• _Work to be completed_:
Could you lay out all of the material below as a two-column CSV with the columns instruction and points, giving one row per instruction with its points, putting each field in quotes and replacing line breaks with spaces?

[Given entries start]

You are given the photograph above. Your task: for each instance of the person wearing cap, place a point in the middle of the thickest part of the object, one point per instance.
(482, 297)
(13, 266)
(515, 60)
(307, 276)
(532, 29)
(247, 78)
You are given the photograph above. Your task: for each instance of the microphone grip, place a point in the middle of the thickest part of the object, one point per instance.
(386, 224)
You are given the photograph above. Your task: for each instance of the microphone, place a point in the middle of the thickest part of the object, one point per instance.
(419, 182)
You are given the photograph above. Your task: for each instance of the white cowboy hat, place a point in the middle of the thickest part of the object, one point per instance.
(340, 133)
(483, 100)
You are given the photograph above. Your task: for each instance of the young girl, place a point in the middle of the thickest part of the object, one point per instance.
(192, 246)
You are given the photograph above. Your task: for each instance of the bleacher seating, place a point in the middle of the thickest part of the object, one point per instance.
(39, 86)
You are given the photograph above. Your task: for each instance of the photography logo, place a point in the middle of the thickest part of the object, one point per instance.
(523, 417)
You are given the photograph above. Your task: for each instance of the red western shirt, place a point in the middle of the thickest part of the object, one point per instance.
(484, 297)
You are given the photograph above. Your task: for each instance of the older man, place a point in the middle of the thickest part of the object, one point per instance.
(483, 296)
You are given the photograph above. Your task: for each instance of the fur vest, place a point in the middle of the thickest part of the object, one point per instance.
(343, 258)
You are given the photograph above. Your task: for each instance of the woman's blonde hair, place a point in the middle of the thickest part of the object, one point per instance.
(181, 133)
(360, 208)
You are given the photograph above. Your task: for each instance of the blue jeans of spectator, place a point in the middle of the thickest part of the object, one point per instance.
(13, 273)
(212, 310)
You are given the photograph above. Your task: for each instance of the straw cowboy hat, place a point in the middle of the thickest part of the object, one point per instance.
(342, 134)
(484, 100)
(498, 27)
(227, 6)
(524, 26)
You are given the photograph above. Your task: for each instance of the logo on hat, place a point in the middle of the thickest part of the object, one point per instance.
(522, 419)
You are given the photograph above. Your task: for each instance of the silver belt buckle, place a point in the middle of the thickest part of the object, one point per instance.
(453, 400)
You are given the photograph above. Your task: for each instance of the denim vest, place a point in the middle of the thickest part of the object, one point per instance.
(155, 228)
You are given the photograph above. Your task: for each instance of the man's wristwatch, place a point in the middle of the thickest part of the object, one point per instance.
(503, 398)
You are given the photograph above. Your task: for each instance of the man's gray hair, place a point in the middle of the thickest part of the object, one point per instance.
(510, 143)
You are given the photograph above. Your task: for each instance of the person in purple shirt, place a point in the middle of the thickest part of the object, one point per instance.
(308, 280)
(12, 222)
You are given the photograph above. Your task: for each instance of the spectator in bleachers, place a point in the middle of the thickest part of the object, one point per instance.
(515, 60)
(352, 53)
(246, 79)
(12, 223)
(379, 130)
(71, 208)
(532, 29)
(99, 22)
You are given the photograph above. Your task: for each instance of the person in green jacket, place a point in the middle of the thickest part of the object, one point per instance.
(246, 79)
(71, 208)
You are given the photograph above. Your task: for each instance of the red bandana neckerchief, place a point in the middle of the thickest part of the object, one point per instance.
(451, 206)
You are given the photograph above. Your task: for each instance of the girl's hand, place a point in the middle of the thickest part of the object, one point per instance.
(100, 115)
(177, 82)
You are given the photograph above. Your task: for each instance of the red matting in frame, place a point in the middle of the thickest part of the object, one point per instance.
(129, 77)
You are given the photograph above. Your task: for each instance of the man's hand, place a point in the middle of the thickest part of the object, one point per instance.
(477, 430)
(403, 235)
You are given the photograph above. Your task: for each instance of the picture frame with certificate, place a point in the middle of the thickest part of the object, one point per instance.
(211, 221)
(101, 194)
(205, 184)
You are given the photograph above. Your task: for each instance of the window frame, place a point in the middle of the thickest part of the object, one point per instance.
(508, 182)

[Given entries end]

• _Output for this task_:
instruction,points
"You are given the photograph above. Your task: for each instance of the person wearing cap, place a point in the middle of the thickest part of the object, one point per instance.","(482, 297) (13, 266) (515, 60) (307, 276) (532, 29) (247, 78)"
"You are given the photograph above. Your task: for each instance of the microphone grip, place a point in the middle of the thickest part of the object, one point per instance.","(386, 224)"
"You are given the photograph above. Your task: for each instance of the microphone, place a point in the middle of the thickest part of the object, one point per instance.","(419, 182)"
"You are given the photograph above. Your task: for each instance of the white cowboy hat, place a point in the middle of the thickest part of the object, one point per instance.","(340, 133) (483, 100)"
"You are given the photograph above. Your task: for each instance of the young girl, place a point in the middle of the thickest part of the object, one point per instance.","(192, 246)"
"You are given the photograph above. Your task: for each instance of the bleacher seating, place a point in the middle of the thickest part of the object, one point per instance.","(39, 86)"
"You are given the photograph above. Your task: for each instance of the photography logo, place a point in the middle of the thickest part of the object, one point per instance.","(523, 417)"
"You are given the photograph above. Your task: for each instance of the red western shirt, place a point in the middle of the thickest part of the object, one point per instance.","(484, 297)"
"You are given the photograph above. Your task: for each instance of the older man, place a point in the middle of the thickest part of the object, one point per instance.","(483, 296)"
"You are given the photograph above. Your task: for each instance of the fur vest, place a point in the middle of the thickest part of the object, one point per instance.","(343, 258)"
"You are given the photograph above. Your task: for each instance of the woman's blonde hair, place a point in the middle of the thickest part of the object, one point per instance.","(181, 133) (360, 208)"
"You are given the photograph above. Your task: for each instance of the blue jeans of spectator, place a point in the middle of the thickest part of the object, one point per instance.","(13, 273) (212, 310)"
"You are given the photograph above. Your task: for each instance of the straw cowboy hat, place a point in the middle of the thickest part of the object, one point per instance.","(342, 134) (484, 100) (498, 27) (227, 6) (524, 26)"
"You are given the photograph above. Your task: for each instance of the logo on hat, place a point in the middle of the thickest part of the object, one point per instance.","(522, 419)"
"You are given the photograph above. Your task: for each instance of the silver belt buckle, place a point in the middle of the thickest part of the object, one point per instance.","(453, 400)"
"You are given the photograph above. Your task: for each instance of the denim vest, place a point in the middle of the thickest part of the object, one point per instance.","(155, 228)"
"You are given the photograph above. Your task: for each instance of the man's wristwatch, place a point in the middle of the thickest part of the object, one point per instance.","(503, 398)"
"You are given the photograph above. Your task: for each instance of the man's gray hair, place a point in the middle of the thickest part of the object, one point per instance.","(510, 143)"
"You are given the photograph above. Your task: for each instance of the person in purple shirt, place a point in the middle of the thickest part of the object, one point per instance.","(308, 280) (12, 222)"
"You are given the photograph above. Your task: for each instance of the spectator in bleachers, place a point in the middle of the thickest part of the object, one point per instance.","(515, 60) (352, 53) (246, 79) (12, 223) (379, 130) (71, 208) (532, 29) (99, 22)"
"You are given the photograph above. Your task: for each instance of the person in green jacket, place a point in the middle of the thickest part of the object, one point per instance.","(246, 79) (71, 208)"
"You are given the photograph above. Your task: for each instance of the red bandana neckerchief, place a point in the middle of the thickest part of the object, one point per instance.","(451, 206)"
"You are given the photograph above. Your task: for each instance of the girl's hand, place a point in the middle of the thickest part of the object, one point per instance.","(100, 115) (177, 82)"
"You are given the photograph above. Your task: for each instance of the red matting in frame, place a point in the middle of the thickest part of the object, one point per instance.","(129, 77)"
"You are given the photograph above. Your task: for each instance of the man's hand, place a point in the middle of the thickest part of the object, one point per instance.","(477, 430) (403, 235)"
"You are given the photograph above. Your task: for each instance of the picture frame with certificate, place a point in the middle of the thickest part of the object, one point per instance.","(211, 221) (101, 194) (205, 184)"
"You are given the photograph above. Your task: for each instance of the window frame, place a point in the middle of the thickest part of the object, one point per instance.","(508, 182)"